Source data
- - -

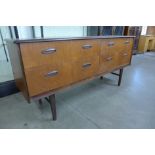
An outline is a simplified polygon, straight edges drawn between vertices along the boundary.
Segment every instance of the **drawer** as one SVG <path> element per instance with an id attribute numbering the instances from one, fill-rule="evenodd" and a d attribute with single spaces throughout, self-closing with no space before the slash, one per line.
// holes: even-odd
<path id="1" fill-rule="evenodd" d="M 97 73 L 99 67 L 99 56 L 87 58 L 73 63 L 73 82 L 87 79 Z"/>
<path id="2" fill-rule="evenodd" d="M 99 55 L 99 40 L 76 40 L 70 44 L 70 58 L 78 61 L 82 58 L 96 57 Z"/>
<path id="3" fill-rule="evenodd" d="M 71 83 L 71 65 L 46 65 L 26 69 L 26 80 L 30 96 L 48 92 Z"/>
<path id="4" fill-rule="evenodd" d="M 32 68 L 64 61 L 68 42 L 24 43 L 20 48 L 24 68 Z"/>

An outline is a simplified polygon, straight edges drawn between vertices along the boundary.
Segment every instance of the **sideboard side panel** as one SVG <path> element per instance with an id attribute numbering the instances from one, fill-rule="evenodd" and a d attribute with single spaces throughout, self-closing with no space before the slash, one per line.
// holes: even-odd
<path id="1" fill-rule="evenodd" d="M 25 80 L 25 74 L 23 70 L 20 48 L 17 44 L 14 44 L 12 40 L 7 40 L 6 42 L 16 86 L 23 93 L 24 97 L 28 101 L 30 101 L 27 89 L 27 83 Z"/>

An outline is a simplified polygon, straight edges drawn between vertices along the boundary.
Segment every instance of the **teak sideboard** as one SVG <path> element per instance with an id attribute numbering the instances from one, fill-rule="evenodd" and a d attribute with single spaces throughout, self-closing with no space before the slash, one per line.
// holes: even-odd
<path id="1" fill-rule="evenodd" d="M 55 93 L 131 64 L 133 36 L 7 40 L 16 85 L 25 98 L 45 98 L 56 120 Z M 115 70 L 120 70 L 119 74 Z"/>

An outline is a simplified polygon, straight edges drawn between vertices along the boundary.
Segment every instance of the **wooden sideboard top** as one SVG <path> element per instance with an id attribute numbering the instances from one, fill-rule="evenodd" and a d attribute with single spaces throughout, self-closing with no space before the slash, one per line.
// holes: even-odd
<path id="1" fill-rule="evenodd" d="M 134 38 L 135 36 L 86 36 L 86 37 L 68 37 L 68 38 L 34 38 L 34 39 L 16 39 L 14 43 L 35 43 L 51 41 L 69 41 L 69 40 L 91 40 L 91 39 L 113 39 L 113 38 Z"/>

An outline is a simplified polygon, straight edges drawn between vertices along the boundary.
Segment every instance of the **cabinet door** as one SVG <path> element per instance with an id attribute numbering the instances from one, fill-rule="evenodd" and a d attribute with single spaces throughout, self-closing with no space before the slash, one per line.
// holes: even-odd
<path id="1" fill-rule="evenodd" d="M 99 55 L 99 40 L 75 40 L 70 44 L 70 61 L 79 61 Z"/>
<path id="2" fill-rule="evenodd" d="M 99 56 L 73 62 L 72 67 L 73 82 L 93 77 L 99 67 Z"/>
<path id="3" fill-rule="evenodd" d="M 121 67 L 130 64 L 132 56 L 133 39 L 122 39 L 120 41 L 120 51 L 117 58 L 117 66 Z"/>
<path id="4" fill-rule="evenodd" d="M 117 53 L 119 50 L 118 39 L 101 41 L 99 73 L 109 72 L 117 67 Z"/>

- - -

### Given task
Rewrite all of the material with "simplified polygon" swapped for "approximate polygon" and every other part left as it is. Leave the pictures out of your answer.

### Task output
An outline is a approximate polygon, straight edges drawn between vertices along the boundary.
Segment every instance of the **drawer** as one SVG <path> element per instance with an id attribute numbering the instances from one, fill-rule="evenodd" and a d attribute with single spaces throughout, self-closing with no space before the slash, one per line.
// holes: even-odd
<path id="1" fill-rule="evenodd" d="M 97 73 L 99 67 L 99 56 L 87 58 L 73 63 L 73 82 L 87 79 Z"/>
<path id="2" fill-rule="evenodd" d="M 99 55 L 99 40 L 76 40 L 70 44 L 70 58 L 78 61 L 82 58 L 96 57 Z"/>
<path id="3" fill-rule="evenodd" d="M 71 83 L 71 65 L 46 65 L 26 69 L 26 80 L 30 96 L 48 92 Z"/>
<path id="4" fill-rule="evenodd" d="M 32 68 L 64 61 L 68 42 L 24 43 L 20 48 L 24 68 Z"/>

An outline is a approximate polygon, straight edges drawn between vertices along the boundary.
Segment every instance of the **sideboard side panel** as one SVG <path> element per instance with an id attribute numbering the instances from one, fill-rule="evenodd" and a d attribute with single spaces throughout, self-closing with no space before the slash, one per line.
// holes: even-odd
<path id="1" fill-rule="evenodd" d="M 25 80 L 25 74 L 23 70 L 20 48 L 17 44 L 14 44 L 12 40 L 7 40 L 6 42 L 16 86 L 23 93 L 24 97 L 28 101 L 30 101 L 27 89 L 27 83 Z"/>

An outline is a approximate polygon, straight edges drawn between vertices along the boundary.
Segment every instance of the **teak sideboard** as one SVG <path> element per instance with an id attribute numbering the instances from one, fill-rule="evenodd" and a d attribute with single spaces throughout, self-closing with no space before the slash, one per line.
// holes: even-odd
<path id="1" fill-rule="evenodd" d="M 55 93 L 131 64 L 133 36 L 7 40 L 16 85 L 25 98 L 45 98 L 56 120 Z M 115 70 L 120 70 L 119 74 Z"/>

An outline is a approximate polygon, straight edges drawn between vertices along the boundary.
Segment every instance of the **wooden sideboard top** as one SVG <path> element per instance with an id attribute numbering the instances from one, fill-rule="evenodd" and a d attribute with single spaces throughout, self-closing with no space before the slash, one per line.
// holes: even-odd
<path id="1" fill-rule="evenodd" d="M 134 38 L 135 36 L 86 36 L 86 37 L 68 37 L 68 38 L 34 38 L 34 39 L 16 39 L 14 43 L 35 43 L 51 41 L 69 41 L 69 40 L 91 40 L 91 39 L 113 39 L 113 38 Z"/>

An outline is a approximate polygon, straight edges drawn between vertices along the boundary.
Segment every instance of the **cabinet door** as one SVG <path> element per instance with an id attribute numbering the instances from one, fill-rule="evenodd" and a d attribute with single spaces throughout, self-closing with no space before the slash, one per line.
// holes: even-odd
<path id="1" fill-rule="evenodd" d="M 99 55 L 99 40 L 75 40 L 70 44 L 70 61 L 79 61 Z"/>
<path id="2" fill-rule="evenodd" d="M 99 56 L 73 62 L 72 67 L 73 82 L 93 77 L 99 67 Z"/>
<path id="3" fill-rule="evenodd" d="M 121 67 L 130 64 L 132 56 L 133 39 L 122 39 L 120 41 L 120 51 L 117 58 L 117 66 Z"/>
<path id="4" fill-rule="evenodd" d="M 117 53 L 119 50 L 118 39 L 101 41 L 99 73 L 109 72 L 117 67 Z"/>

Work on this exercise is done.